◆ **Prompt**
In the passage on KRAS-mutated colorectal carcinoma, why did the authors re-examine their comparisons with a Bonferroni correction procedure? Answer in one to three sentences.

◆ **Passage shown**

Only a minority of adenomatous and serrated polyps have the capacity for malignant transformation. Adenomas with a villous component comprise a minority of colonic polyps but have an increased risk of malignant transformation.38 An association between KRAS mutation and the presence of a villous component in adenomas has previously been reported by multiple authors.19, 29, 39 Interestingly, the majority of contiguous polyps in BRAF-mutated carcinoma from our study were traditional serrated adenoma and tubulovillous adenoma, while none of these tumors demonstrated features of sessile serrated adenoma.

Initial attempts to understand the development of colorectal carcinoma were based on the traditional adenoma–carcinoma model, and were greatly expanded by the molecular analyses of Vogelstein and co-worker in 1988.19 This was augmented by the slow recognition of an alternative serrated neoplasia pathway over a decade later, initially from mucin expression studies.40 These canonical pathways are largely linear in nature, and are likely to serve as the foundation of colorectal carcinoma development in the majority of instances. In 2006, Jass et al41 proposed a ‘fusion pathway’, which combined elements from the canonical pathways. It was suggested that other mutational alterations, such as the inactivation of MGMT, may combine with KRAS and TP53 mutations to produce malignant transformation. KRAS mutation, as well as low/indeterminate levels of MSI and CIMP, has been associated with methylation of MGMT by several authors.21, 22, 42, 43 In our study, we found that some KRAS-mutated carcinomas were associated with MGMT immunohistochemical loss of expression (borderline significance), MGMT methylation, and MSI-low/indeterminate phenotype. Of note, we found poor correlation between MGMT immunohistochemical loss of expression and MGMT methylation, as reported by others in colorectal carcinoma and glioblastoma.44, 45 This can be secondary to various causes including methodology issues (type of methylation assay, intratumor heterogeneity) and alternative molecular mechanisms that regulate MGMT expression.

Overall, we did not demonstrate any significant effect of KRAS mutation subtypes (all mutations, codon 12 or codon 13) on patient survival, whether or not BRAF-mutated carcinomas were included in the analysis. This finding is different from Imamura et al,17 who recently reported an association between poor survival and KRAS codon 12 mutation in BRAF wild-type colorectal carcinoma patients. With multiple studies showing different effects of KRAS mutation on patient survival, it is likely that various confounders may interact and that KRAS mutation does not represent on its own an important prognostic factor in patients with colorectal carcinoma.

In summary, we uncovered evidence that KRAS-mutated carcinomas demonstrate distinctive features from other colorectal carcinomas, in particular from tumors harboring neither BRAF nor KRAS mutation. To reduce the possibility of our novel associations being false-positive results, we re-examined the comparisons performed using a Bonferroni correction procedure. Our key associations (mucinous differentiation, presence of a contiguous polyp, different MSI status and MGMT methylation) were robust to this correction for multiple hypothesis testing. Although some environmental and lifestyle risk factors, such as physical activity, body mass index, tobacco smoke and meat consumption, have been reported to be associated with KRAS-mutated colorectal carcinoma,31, 46, 47, 48, 49 potential new associations are unlikely to be identified if, as was the case for BRAF-mutated carcinomas until relatively recently, KRAS-mutated carcinomas continue to be included with the bulk of common colorectal carcinoma. Subsequent studies from different population are required to validate our findings.

◆ **Source data**
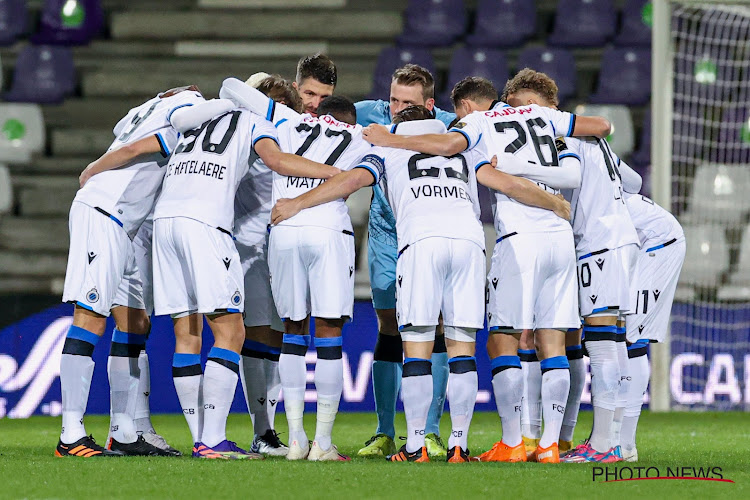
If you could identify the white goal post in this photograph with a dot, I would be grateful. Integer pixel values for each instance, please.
(700, 90)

◆ **Solved exercise**
They re-examined the comparisons to reduce the chance that their novel associations were false-positive results. Their key associations (mucinous differentiation, presence of a contiguous polyp, different MSI status and MGMT methylation) held up under this correction for multiple hypothesis testing.